- **Exercise brief**
Once you find the line with "Where can the sky" in the data that follows, repeat it and every line after it exactly, through the line with "Where can the wide".

- **Data section**

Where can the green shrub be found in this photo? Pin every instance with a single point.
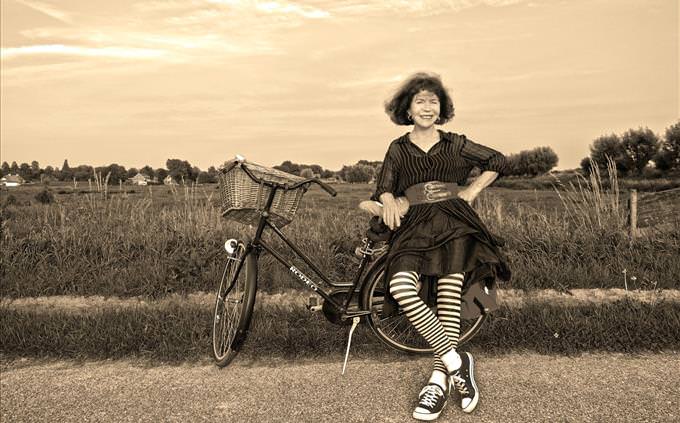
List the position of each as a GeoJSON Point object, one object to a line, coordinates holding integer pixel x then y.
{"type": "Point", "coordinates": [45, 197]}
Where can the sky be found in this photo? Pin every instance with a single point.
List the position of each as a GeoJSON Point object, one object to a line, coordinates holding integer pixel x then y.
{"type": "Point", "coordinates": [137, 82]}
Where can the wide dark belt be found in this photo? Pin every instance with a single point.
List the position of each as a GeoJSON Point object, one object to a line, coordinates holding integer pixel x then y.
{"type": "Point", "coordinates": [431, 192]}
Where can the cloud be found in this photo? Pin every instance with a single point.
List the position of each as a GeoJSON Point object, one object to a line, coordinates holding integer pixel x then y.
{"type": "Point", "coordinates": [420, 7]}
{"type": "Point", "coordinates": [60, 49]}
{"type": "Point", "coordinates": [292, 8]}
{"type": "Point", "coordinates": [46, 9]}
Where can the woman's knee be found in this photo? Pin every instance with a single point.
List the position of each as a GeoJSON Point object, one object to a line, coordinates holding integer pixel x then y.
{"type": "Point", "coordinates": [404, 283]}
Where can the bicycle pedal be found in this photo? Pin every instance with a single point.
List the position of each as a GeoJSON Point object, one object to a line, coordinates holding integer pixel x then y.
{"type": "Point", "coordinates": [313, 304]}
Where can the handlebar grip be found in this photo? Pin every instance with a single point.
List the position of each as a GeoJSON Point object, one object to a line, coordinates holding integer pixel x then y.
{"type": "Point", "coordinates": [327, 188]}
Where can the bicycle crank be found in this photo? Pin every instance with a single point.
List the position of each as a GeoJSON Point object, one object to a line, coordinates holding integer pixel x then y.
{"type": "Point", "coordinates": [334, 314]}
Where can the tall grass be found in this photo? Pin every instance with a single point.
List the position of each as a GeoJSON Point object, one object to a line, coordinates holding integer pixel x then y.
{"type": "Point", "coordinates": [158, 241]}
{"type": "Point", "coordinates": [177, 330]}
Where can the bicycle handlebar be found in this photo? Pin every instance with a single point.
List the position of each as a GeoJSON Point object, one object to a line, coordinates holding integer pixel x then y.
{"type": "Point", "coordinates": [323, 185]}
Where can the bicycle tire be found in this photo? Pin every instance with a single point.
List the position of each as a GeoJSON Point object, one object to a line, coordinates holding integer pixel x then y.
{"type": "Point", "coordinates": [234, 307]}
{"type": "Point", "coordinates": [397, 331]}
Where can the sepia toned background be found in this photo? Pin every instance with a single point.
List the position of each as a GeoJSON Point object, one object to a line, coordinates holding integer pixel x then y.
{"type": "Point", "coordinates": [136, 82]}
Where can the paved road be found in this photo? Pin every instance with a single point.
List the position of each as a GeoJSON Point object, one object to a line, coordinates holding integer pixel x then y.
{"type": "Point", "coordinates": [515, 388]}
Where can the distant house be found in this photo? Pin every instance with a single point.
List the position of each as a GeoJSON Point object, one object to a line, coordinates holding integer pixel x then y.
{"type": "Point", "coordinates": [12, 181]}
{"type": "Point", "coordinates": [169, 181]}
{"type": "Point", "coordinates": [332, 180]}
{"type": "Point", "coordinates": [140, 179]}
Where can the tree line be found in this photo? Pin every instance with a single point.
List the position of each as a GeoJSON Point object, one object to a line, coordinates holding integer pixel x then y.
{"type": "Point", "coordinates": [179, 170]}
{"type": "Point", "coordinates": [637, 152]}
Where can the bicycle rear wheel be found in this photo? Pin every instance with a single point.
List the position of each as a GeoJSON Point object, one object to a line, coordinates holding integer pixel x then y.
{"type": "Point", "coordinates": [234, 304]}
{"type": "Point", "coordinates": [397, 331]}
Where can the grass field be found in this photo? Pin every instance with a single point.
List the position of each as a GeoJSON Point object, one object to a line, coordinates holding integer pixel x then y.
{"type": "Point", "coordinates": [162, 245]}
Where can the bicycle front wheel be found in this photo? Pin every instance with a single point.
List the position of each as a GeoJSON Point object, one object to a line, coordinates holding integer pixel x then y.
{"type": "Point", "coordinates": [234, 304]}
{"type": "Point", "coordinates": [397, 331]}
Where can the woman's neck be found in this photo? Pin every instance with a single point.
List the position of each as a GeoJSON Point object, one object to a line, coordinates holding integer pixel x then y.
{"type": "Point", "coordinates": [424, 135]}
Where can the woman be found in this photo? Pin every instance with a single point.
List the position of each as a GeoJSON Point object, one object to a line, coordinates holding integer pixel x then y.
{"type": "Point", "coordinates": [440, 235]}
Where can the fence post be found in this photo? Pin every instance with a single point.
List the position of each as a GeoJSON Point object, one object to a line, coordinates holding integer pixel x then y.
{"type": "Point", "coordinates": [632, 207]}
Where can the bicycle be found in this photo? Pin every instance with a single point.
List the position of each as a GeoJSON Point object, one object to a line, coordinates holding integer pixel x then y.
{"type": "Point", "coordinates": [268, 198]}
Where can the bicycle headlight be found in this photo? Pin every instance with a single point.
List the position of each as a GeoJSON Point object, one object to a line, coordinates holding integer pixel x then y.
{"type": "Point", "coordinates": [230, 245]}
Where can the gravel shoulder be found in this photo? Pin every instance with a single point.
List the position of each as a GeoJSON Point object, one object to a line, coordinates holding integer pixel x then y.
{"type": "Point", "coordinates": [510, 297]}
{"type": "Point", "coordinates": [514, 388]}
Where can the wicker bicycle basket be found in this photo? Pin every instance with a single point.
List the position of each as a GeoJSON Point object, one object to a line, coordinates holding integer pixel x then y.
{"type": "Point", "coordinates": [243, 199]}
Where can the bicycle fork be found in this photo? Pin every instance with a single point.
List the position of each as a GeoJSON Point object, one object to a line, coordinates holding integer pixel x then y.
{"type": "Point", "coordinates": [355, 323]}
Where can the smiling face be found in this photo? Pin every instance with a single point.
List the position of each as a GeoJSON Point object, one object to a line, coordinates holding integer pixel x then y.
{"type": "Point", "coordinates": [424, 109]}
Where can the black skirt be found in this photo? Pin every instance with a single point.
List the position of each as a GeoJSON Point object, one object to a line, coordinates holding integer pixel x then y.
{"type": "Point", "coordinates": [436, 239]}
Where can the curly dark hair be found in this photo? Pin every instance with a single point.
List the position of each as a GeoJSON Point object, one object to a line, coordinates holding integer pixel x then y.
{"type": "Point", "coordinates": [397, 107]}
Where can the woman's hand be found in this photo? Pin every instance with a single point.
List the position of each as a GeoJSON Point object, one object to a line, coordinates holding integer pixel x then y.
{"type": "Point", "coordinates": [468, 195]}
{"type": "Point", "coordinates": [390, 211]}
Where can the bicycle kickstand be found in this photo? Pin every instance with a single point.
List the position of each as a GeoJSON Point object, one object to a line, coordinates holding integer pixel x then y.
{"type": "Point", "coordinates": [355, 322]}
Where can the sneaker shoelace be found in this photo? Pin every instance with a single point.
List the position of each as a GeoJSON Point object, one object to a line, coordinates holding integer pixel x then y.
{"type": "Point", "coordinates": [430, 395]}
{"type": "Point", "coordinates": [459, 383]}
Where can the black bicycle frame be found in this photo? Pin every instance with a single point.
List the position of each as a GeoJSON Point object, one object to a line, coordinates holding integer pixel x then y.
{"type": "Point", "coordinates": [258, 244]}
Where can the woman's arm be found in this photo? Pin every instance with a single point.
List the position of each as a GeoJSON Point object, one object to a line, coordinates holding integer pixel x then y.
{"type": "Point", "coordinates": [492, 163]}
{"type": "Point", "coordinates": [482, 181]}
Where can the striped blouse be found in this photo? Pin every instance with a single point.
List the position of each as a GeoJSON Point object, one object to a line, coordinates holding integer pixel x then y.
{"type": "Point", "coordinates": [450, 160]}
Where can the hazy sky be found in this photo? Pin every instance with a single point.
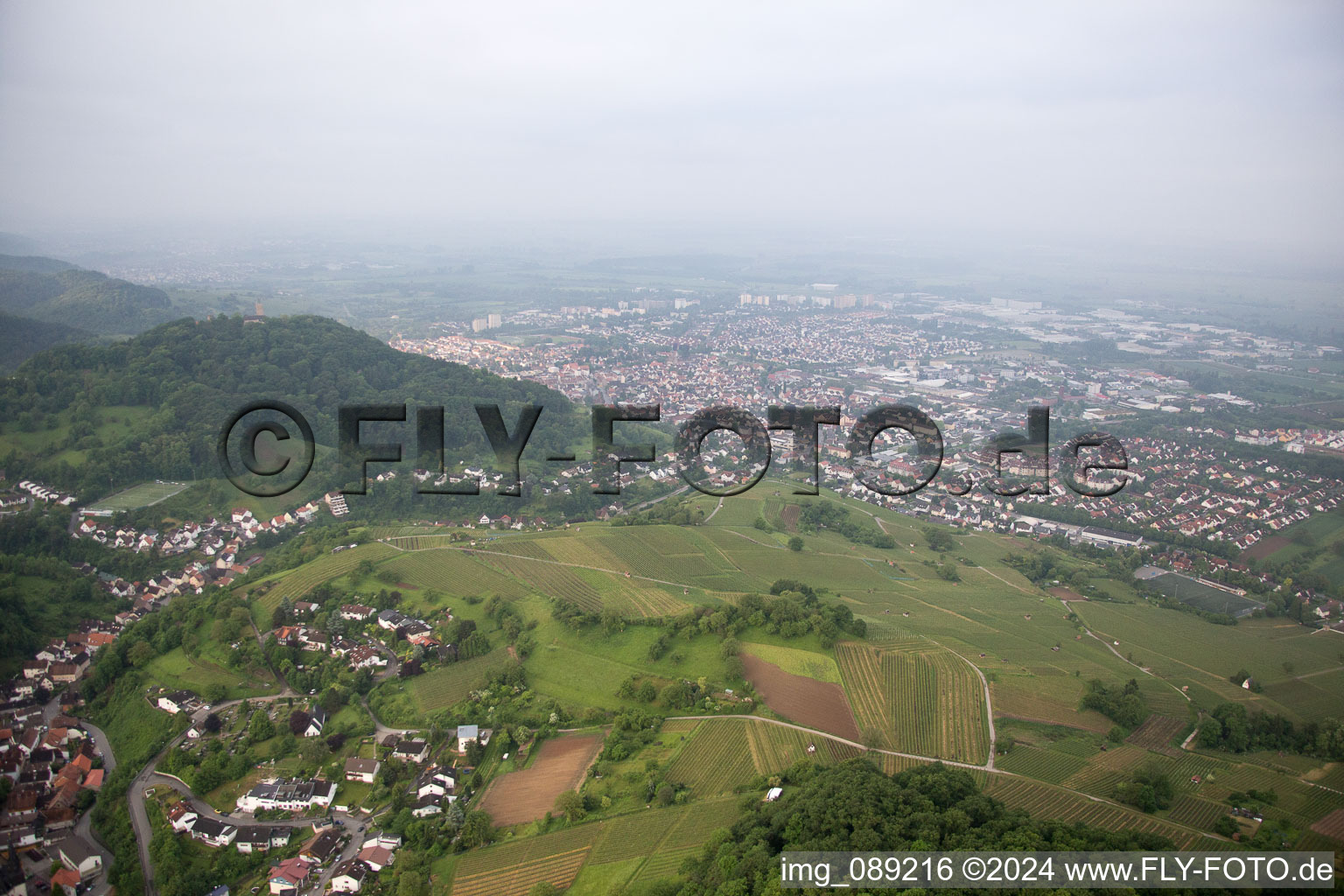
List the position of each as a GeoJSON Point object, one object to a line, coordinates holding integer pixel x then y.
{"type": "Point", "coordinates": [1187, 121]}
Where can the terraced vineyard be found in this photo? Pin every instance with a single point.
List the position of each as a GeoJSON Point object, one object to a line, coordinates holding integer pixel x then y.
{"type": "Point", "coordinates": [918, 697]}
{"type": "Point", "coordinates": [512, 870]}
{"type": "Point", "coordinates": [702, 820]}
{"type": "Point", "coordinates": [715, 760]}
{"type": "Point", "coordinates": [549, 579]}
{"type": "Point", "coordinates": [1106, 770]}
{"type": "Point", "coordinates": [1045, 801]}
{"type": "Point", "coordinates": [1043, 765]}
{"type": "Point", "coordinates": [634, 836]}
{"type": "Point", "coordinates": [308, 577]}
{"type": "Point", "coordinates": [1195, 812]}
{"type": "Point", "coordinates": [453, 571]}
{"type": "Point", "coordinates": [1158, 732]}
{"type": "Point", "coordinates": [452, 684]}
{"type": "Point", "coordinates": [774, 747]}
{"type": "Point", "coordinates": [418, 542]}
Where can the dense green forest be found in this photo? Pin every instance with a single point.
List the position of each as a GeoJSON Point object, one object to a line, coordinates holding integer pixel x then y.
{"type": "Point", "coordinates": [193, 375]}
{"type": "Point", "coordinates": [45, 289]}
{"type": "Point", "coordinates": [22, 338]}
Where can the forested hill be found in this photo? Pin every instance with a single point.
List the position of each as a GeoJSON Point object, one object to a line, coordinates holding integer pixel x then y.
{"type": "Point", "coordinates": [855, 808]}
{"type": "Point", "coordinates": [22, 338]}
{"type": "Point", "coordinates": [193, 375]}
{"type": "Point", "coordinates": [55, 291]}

- **Your solution**
Where can the sky be found in this photo? Pin every instance with a single point.
List the position of each as a GeoJSON Point object, one object to a line, coordinates holding integer pixel x then y.
{"type": "Point", "coordinates": [137, 82]}
Where can the wide dark belt be found in this photo? Pin every instance with a single point.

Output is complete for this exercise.